Transcribe the tail of the listing: start at the line containing "Could you kindly pick out the short" and stop after the last line, keeping every character as is and adding nothing.

## begin Excerpted data

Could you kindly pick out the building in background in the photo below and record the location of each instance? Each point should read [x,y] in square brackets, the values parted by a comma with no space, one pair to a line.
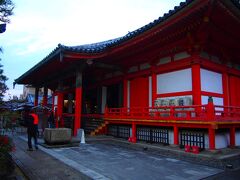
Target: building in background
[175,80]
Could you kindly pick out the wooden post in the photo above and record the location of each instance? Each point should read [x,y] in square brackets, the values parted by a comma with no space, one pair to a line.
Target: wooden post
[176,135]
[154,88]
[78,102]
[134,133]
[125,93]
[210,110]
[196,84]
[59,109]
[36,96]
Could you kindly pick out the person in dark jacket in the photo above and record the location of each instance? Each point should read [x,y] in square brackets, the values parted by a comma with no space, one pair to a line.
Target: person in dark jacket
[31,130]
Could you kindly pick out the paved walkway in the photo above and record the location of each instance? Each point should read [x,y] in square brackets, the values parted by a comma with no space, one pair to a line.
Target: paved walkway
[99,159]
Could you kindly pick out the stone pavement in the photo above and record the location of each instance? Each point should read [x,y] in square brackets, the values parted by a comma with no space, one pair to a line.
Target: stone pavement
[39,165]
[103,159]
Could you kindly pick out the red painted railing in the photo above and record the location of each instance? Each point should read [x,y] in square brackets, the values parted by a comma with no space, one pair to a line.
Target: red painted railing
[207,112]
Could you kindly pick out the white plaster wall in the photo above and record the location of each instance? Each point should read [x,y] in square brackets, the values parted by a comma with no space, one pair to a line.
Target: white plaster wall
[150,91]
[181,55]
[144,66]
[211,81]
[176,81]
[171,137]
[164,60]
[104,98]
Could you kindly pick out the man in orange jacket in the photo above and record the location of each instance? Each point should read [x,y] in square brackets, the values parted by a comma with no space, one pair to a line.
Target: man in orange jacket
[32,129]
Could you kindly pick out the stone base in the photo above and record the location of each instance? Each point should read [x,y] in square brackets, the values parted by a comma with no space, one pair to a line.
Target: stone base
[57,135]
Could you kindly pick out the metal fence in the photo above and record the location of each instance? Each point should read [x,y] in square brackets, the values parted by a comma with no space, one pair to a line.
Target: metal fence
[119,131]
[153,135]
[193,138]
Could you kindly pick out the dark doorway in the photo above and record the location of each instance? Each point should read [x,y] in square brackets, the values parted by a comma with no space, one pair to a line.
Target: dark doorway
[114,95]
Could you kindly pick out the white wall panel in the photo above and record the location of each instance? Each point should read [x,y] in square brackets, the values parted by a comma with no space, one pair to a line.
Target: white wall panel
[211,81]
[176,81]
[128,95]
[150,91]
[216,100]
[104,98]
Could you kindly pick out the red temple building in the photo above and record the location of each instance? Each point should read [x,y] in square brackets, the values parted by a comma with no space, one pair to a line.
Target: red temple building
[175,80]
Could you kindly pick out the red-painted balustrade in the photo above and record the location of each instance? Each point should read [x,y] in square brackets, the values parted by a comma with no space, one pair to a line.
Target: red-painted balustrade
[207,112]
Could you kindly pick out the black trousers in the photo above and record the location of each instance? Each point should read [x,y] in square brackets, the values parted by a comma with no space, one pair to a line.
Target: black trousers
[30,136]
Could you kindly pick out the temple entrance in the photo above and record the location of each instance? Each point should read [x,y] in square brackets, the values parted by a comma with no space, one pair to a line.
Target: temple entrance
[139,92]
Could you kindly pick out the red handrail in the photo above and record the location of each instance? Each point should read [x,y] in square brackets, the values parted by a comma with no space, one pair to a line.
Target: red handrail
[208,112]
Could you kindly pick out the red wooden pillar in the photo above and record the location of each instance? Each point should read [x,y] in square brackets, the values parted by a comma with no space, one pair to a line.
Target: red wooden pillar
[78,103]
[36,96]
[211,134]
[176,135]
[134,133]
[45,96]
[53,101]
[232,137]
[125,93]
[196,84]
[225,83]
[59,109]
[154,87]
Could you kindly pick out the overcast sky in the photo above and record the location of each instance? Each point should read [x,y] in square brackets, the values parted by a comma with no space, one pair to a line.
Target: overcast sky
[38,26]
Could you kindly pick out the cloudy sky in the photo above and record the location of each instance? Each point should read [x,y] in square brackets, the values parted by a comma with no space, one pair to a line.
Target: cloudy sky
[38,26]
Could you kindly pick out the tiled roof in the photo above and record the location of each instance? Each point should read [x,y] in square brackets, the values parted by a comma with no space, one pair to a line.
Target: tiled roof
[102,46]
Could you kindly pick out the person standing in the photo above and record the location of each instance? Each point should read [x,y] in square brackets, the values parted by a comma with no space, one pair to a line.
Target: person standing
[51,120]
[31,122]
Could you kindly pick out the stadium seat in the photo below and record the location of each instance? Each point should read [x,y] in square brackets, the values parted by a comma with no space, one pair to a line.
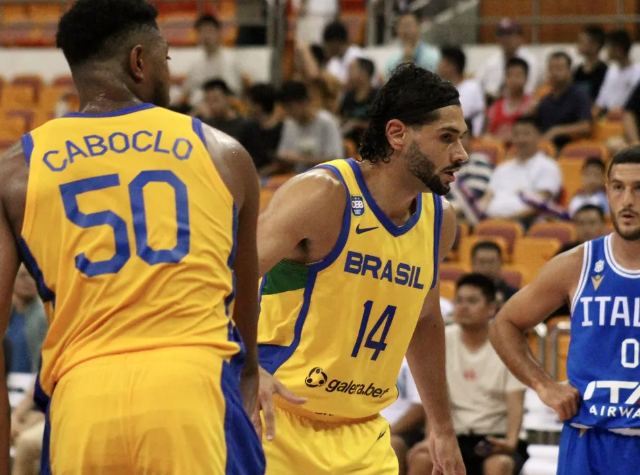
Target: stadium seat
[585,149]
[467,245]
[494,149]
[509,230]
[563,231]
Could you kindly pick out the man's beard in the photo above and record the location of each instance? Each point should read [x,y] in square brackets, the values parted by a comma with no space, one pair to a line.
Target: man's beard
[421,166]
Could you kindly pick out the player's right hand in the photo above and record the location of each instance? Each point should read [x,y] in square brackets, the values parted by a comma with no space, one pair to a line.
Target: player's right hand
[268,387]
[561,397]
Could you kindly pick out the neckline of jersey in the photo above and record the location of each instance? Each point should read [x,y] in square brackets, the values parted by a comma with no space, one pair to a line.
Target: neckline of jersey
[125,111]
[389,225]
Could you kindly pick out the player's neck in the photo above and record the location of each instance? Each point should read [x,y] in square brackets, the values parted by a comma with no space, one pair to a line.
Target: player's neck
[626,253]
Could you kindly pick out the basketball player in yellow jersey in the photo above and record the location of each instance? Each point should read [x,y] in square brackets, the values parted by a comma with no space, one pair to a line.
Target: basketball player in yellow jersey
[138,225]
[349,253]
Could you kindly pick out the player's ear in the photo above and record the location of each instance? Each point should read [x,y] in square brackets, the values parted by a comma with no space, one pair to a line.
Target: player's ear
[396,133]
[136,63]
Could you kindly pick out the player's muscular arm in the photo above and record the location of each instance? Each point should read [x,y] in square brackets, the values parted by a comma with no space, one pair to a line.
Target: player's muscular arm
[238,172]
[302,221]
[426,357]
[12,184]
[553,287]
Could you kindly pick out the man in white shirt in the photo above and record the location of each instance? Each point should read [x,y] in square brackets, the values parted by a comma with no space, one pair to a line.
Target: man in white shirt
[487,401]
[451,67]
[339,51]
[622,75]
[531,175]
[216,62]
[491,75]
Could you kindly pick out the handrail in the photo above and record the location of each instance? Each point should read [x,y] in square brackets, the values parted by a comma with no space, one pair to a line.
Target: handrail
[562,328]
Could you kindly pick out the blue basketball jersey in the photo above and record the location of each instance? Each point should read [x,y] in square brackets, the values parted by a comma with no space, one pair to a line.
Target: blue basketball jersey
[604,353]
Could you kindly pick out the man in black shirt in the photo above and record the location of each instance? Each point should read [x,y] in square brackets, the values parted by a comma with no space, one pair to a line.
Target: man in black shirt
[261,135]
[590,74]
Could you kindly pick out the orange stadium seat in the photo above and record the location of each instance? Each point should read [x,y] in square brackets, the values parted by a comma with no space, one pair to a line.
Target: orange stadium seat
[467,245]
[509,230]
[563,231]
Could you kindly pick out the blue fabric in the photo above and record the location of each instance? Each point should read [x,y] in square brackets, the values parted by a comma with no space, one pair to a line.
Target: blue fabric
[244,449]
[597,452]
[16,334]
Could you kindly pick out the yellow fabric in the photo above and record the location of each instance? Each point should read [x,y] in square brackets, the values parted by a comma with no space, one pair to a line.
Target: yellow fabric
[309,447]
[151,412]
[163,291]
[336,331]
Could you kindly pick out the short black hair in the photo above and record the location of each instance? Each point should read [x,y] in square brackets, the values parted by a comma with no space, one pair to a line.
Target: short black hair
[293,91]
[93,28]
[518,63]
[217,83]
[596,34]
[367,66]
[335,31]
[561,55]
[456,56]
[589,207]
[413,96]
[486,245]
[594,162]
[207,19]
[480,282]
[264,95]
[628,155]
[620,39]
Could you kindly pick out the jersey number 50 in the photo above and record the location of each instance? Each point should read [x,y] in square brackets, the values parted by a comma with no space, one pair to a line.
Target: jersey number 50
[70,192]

## end Excerpted data

_Result of this task_
Could you kindly pick out the short black hair in the photo above and record the location of each instance? Each point should read [x,y] in square brackets, the values parted by a comma with no space, one pair to a line.
Target: short black hair
[293,91]
[93,28]
[518,63]
[217,83]
[596,34]
[367,66]
[335,31]
[561,55]
[456,56]
[589,207]
[413,96]
[486,245]
[594,162]
[207,19]
[480,282]
[264,95]
[628,155]
[620,39]
Could you kindly pick out the jersey number 50 in the photo above and record the location of each instance? Each point should read [x,y] in square brackets, the values parted by a comma with no space, one pair to a line.
Target: jersey number 50
[70,192]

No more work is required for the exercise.